* **Record extracts**

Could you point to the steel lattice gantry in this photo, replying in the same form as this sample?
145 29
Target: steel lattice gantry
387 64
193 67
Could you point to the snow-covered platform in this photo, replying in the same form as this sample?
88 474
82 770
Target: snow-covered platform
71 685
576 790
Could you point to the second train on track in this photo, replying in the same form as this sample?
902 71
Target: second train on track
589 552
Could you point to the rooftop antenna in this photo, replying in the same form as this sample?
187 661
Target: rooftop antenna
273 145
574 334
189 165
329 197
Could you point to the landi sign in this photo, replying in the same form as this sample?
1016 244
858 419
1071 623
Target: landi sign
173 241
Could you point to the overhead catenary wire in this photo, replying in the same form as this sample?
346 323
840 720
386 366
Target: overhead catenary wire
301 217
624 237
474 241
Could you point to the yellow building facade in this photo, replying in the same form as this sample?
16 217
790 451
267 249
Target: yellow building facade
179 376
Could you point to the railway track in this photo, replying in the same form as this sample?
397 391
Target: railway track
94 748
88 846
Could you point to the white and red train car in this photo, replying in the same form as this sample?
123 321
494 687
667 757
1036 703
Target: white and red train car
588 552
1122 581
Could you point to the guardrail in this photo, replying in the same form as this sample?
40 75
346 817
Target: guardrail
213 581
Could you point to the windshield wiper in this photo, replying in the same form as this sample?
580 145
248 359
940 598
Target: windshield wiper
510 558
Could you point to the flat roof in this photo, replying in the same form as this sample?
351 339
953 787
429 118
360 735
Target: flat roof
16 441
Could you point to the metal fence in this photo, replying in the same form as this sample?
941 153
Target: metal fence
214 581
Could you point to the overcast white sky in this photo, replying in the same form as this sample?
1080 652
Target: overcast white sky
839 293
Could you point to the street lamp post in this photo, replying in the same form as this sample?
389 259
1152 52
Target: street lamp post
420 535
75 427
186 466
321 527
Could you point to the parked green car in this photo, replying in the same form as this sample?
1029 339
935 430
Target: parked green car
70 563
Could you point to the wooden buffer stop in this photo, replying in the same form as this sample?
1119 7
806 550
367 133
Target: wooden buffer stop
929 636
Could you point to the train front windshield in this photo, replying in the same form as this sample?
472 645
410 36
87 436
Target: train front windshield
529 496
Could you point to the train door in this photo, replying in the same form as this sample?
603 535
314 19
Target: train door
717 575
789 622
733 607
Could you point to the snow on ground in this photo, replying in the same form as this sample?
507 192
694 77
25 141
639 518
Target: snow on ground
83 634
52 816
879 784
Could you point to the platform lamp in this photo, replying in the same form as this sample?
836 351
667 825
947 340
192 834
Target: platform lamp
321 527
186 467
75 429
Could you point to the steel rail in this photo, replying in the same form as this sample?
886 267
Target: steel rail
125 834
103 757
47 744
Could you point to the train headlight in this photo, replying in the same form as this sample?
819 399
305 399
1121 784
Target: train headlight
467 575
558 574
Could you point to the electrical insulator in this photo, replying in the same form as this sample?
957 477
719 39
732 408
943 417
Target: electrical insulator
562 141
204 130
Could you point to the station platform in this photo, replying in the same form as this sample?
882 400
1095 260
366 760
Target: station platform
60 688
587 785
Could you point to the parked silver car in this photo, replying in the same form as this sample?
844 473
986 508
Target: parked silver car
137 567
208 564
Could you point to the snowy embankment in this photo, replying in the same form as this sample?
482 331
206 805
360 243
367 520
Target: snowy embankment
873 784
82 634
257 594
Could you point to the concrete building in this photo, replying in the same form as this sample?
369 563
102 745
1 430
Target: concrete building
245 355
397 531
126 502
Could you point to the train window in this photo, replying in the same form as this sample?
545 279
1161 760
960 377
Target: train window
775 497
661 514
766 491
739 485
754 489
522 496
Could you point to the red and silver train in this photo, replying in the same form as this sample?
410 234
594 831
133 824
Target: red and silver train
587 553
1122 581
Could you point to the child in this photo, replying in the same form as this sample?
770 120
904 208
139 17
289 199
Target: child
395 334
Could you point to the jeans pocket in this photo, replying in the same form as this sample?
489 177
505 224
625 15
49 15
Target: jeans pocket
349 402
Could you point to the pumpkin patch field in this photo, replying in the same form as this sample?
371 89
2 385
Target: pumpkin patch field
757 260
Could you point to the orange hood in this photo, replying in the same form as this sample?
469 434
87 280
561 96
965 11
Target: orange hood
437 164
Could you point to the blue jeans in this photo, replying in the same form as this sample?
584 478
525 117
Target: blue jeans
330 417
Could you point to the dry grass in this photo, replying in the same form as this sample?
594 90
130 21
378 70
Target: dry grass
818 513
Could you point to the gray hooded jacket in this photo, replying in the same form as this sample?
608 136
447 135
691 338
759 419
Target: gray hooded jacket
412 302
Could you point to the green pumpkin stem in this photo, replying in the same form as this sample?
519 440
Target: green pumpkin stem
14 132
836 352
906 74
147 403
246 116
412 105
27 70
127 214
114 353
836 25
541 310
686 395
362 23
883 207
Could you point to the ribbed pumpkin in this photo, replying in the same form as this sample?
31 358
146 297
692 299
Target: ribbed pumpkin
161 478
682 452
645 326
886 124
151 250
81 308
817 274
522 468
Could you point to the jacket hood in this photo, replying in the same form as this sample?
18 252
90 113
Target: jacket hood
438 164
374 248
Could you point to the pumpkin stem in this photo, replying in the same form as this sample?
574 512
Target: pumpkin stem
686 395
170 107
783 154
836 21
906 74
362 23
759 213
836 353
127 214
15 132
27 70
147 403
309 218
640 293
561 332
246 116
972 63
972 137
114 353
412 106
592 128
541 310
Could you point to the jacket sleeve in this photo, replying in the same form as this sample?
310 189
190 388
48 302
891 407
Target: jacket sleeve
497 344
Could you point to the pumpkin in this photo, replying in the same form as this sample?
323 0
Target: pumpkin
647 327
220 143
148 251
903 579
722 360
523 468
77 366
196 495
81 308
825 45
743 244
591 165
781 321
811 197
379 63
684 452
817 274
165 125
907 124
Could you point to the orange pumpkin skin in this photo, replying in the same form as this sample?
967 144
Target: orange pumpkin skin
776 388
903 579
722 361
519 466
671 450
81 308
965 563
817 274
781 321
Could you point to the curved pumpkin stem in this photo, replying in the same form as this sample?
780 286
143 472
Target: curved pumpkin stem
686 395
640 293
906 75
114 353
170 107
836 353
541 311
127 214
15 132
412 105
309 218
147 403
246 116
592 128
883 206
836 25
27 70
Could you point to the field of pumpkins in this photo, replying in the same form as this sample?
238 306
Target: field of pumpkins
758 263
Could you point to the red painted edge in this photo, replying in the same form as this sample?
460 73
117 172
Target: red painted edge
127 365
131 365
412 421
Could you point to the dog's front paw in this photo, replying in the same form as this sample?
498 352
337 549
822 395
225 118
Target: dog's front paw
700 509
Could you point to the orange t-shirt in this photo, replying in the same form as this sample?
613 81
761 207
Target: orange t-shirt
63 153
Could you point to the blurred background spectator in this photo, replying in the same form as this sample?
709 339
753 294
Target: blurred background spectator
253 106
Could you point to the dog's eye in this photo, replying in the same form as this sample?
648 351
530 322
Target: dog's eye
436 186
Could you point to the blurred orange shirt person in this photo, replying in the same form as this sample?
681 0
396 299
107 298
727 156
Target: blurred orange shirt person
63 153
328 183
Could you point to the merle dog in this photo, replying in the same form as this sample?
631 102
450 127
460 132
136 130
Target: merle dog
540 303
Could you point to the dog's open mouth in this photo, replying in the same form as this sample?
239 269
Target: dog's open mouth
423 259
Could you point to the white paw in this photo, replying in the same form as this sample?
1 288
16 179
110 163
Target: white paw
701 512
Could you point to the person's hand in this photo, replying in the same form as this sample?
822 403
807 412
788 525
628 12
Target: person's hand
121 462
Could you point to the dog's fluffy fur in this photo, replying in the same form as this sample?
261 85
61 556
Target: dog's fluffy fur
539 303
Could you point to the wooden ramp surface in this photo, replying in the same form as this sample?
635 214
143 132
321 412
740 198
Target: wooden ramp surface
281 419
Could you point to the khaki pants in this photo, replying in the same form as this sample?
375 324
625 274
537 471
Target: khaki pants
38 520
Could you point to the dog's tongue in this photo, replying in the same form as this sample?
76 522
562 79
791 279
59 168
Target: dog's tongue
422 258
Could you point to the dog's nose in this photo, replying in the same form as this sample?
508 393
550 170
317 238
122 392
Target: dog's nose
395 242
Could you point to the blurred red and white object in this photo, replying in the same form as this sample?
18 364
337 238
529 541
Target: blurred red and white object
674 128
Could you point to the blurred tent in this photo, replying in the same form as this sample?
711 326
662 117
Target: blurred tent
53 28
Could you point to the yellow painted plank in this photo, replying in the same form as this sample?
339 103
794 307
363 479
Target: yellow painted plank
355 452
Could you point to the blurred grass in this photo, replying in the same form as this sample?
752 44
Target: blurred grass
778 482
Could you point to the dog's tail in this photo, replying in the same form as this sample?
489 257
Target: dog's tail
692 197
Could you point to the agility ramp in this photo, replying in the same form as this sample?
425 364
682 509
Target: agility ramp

* **Aim of the task**
Look over the listing and return each line that holds "agility".

* **Exercise output**
Could you point to the agility ramp in this photo, replying in the same form as this sample?
Target: agility ramp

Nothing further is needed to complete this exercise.